__СТРАНИЦА__.
::::

Так что нет. Ни Морохир, ни Ли не выиграли. Хотя Л`ианор, возможно, приблизился к финалу — потому что Морохир никогда бы не осмелился поцеловать. А Ли — осмелился.

Его губы были тёплыми. Пряными. Хранили на себе налёт вина и священных трав, которые жгли, как молитва на языке грешника. И`ньяру выдержал. Почти. Он не дрогнул. Но тело, проклятое клятвой, дало сбой. Внутри разлилось слишком живое, слишком плотное чувство — и тогда ладонь, рванув вперёд, описала дугу без лишних слов.

Пощечина вышла беззвучной. Но обожгла обоих. Ли пошатнулся — шаг назад, может, два. В глазах полыхнуло не столько болью, сколько узнаваньем. Потому что сработала клятва. И боль от удара И`ньяру прошлась по его же собственной щеке, точно по стеклянной жиле. Этот контакт был из тех, что называть «эротическим» — значило ничего не сказать. Потому что в нём сошлись власть, предательство и почти... удовольствие. Слишком интимное, чтобы его простили.

И`ньяру тяжело выдохнул, коснулся губ пальцами, будто стирая грех, и прошептал — холодно, как ветер за пределами мира.

::::

__ЗАДАНИЯ__.
(1) Перепишите дословно фрагмент страницы от «Его губы были» до «без лишних слов.».
(2) Ответьте на вопросы по тексту страницы.
(a) Кто, согласно тексту, осмелился поцеловать?
(b) На сколько шагов отступил Ли после пощечины?
(c) Что сошлось в описанном контакте?
(3) Определите, соответствуют ли утверждения тексту страницы.
(a) Пощечина получилась громкой.
(b) Морохир выиграл.
(c) И`ньяру коснулся губ пальцами.
Записи ниже взяты из другого источника.

__ИСХОДНЫЕ ЗАПИСИ__.
::::

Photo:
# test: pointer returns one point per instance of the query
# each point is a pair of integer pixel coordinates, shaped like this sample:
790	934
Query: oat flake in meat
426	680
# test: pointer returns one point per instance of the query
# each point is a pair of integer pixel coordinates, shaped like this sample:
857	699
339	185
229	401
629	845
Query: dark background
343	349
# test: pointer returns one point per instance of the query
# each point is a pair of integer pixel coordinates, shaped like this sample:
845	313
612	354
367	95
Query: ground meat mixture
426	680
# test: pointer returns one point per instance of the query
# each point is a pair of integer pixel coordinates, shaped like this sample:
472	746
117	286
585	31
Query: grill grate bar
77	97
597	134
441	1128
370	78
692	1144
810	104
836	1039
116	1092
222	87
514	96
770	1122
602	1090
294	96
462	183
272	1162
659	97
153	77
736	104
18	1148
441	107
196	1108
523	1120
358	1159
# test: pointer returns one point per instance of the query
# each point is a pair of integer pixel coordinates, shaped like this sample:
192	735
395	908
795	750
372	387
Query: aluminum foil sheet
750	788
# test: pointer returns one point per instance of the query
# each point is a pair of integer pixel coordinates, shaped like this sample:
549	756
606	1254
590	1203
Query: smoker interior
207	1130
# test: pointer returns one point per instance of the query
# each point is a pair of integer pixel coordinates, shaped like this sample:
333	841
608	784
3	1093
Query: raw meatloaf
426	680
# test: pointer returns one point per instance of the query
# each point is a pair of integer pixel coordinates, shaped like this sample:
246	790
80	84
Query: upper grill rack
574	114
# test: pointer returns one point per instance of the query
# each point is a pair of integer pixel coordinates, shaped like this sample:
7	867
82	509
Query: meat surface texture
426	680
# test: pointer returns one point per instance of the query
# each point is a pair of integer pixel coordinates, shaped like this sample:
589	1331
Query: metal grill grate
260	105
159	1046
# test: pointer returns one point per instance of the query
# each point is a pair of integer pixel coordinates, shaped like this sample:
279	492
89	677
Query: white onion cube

::::

__ОТВЕТЫ__.
(1)
Его губы были тёплыми. Пряными. Хранили на себе налёт вина и священных трав, которые жгли, как молитва на языке грешника. И`ньяру выдержал. Почти. Он не дрогнул. Но тело, проклятое клятвой, дало сбой. Внутри разлилось слишком живое, слишком плотное чувство — и тогда ладонь, рванув вперёд, описала дугу без лишних слов.

(2)
(a) Ли.
(b) На шаг назад, может, на два.
(c) Власть, предательство и почти удовольствие.

(3)
(a) Нет: «Пощечина вышла беззвучной».
(b) Нет: «Ни Морохир, ни Ли не выиграли».
(c) Да: «коснулся губ пальцами, будто стирая грех».